EXERCISE DATA ▸
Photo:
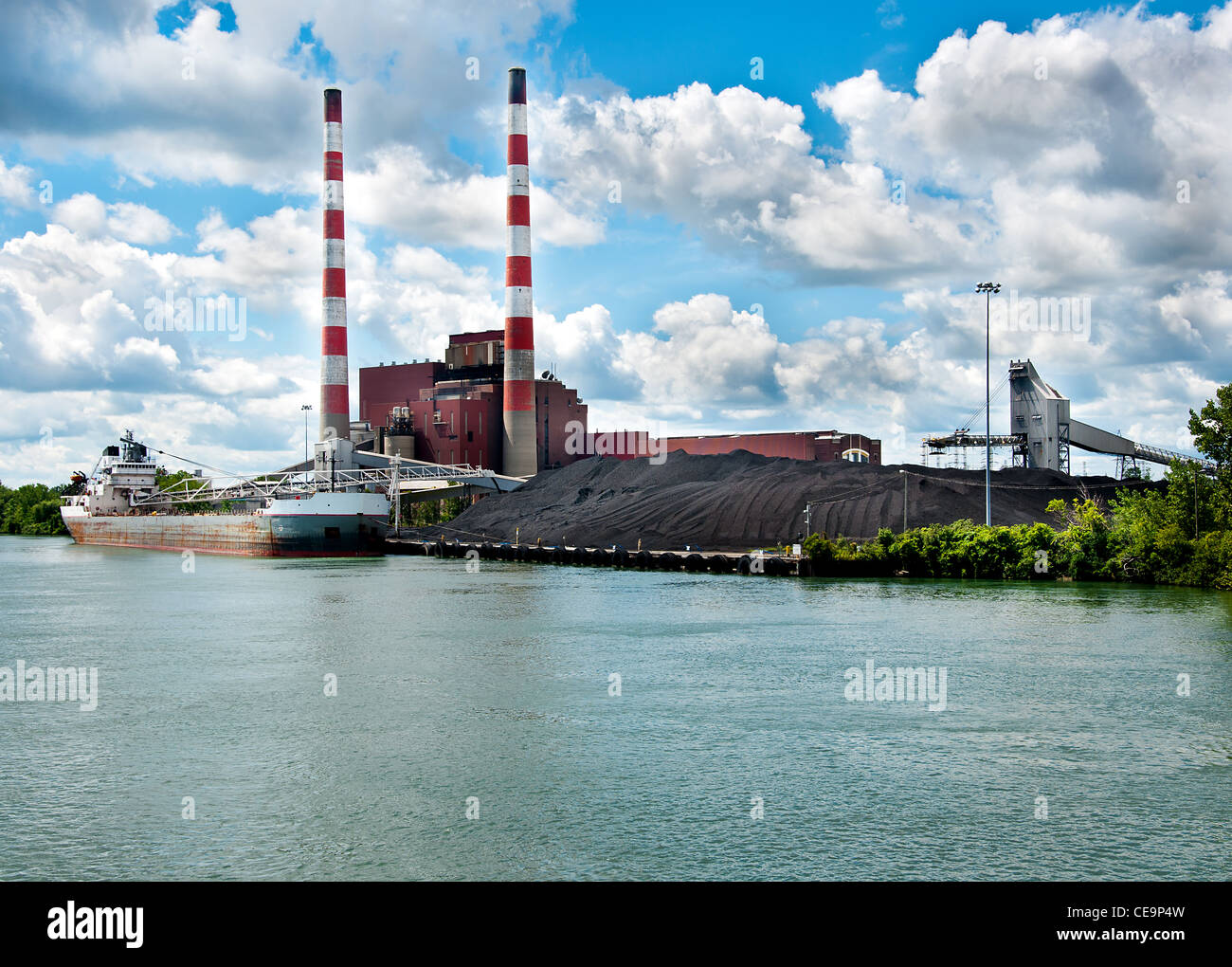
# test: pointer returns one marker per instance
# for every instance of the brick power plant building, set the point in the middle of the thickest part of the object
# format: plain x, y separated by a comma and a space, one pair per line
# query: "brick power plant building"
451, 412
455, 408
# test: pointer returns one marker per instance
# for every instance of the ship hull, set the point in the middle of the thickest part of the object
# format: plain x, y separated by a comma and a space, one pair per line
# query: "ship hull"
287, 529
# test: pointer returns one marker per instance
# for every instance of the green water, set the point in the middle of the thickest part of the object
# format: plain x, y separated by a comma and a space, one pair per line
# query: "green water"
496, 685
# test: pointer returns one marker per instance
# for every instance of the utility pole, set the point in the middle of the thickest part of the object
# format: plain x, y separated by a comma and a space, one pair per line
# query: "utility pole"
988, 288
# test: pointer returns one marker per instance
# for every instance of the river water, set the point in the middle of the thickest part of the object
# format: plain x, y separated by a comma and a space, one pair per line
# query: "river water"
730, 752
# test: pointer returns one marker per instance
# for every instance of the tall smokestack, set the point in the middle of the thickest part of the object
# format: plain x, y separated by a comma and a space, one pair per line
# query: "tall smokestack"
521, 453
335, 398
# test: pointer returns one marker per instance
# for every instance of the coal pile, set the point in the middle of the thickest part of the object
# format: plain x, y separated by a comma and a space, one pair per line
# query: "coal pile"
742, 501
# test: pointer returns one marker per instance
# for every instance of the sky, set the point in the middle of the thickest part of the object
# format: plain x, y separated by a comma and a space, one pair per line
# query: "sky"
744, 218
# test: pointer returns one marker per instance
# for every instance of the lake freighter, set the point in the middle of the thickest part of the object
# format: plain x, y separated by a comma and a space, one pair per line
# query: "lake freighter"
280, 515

---

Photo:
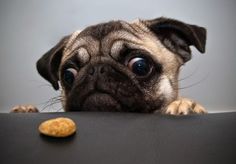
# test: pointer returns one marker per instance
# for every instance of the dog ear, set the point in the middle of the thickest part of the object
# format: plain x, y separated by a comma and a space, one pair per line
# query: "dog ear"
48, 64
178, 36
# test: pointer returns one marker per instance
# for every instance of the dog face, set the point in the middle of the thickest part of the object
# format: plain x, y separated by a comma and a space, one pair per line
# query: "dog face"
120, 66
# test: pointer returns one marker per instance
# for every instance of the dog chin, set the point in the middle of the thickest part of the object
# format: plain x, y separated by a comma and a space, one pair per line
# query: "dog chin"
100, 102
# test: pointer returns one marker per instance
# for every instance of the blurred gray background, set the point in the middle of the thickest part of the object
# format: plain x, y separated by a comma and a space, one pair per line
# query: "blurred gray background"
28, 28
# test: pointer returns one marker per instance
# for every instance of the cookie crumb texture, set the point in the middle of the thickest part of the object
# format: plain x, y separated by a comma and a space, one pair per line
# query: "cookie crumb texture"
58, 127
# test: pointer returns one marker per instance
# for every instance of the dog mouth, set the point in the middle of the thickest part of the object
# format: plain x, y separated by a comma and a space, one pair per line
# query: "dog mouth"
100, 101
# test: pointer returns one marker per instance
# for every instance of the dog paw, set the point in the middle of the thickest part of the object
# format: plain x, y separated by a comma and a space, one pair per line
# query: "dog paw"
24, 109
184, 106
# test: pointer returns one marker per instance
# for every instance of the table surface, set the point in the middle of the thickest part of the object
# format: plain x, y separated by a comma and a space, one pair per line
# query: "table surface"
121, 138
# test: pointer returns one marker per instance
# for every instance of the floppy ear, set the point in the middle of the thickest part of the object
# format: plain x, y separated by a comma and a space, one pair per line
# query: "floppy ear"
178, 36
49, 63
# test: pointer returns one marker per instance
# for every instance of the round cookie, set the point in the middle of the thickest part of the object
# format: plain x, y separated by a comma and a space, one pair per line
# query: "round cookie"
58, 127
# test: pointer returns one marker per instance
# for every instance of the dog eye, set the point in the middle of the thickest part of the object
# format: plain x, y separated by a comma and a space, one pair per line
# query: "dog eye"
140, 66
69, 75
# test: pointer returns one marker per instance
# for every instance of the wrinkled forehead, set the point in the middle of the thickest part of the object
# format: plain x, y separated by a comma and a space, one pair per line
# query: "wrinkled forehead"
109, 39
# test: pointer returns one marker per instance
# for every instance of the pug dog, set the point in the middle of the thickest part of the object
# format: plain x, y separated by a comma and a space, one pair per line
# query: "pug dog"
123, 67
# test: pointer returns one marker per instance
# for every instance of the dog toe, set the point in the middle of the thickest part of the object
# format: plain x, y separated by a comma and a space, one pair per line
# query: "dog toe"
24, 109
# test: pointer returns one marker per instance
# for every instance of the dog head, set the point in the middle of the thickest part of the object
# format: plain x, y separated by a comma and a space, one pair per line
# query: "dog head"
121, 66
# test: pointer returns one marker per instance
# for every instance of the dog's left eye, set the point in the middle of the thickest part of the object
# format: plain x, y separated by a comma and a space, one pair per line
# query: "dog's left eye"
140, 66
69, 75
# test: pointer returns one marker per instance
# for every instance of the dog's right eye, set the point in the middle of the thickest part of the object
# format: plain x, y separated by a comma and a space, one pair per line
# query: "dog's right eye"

TASK DESCRIPTION ▸ Lines above with "right" in them are the ones to copy.

TASK ANSWER ▸
# for every instance of the dog's right eye, set the point in the middle of the thickest part of the object
# query: "dog's right eye"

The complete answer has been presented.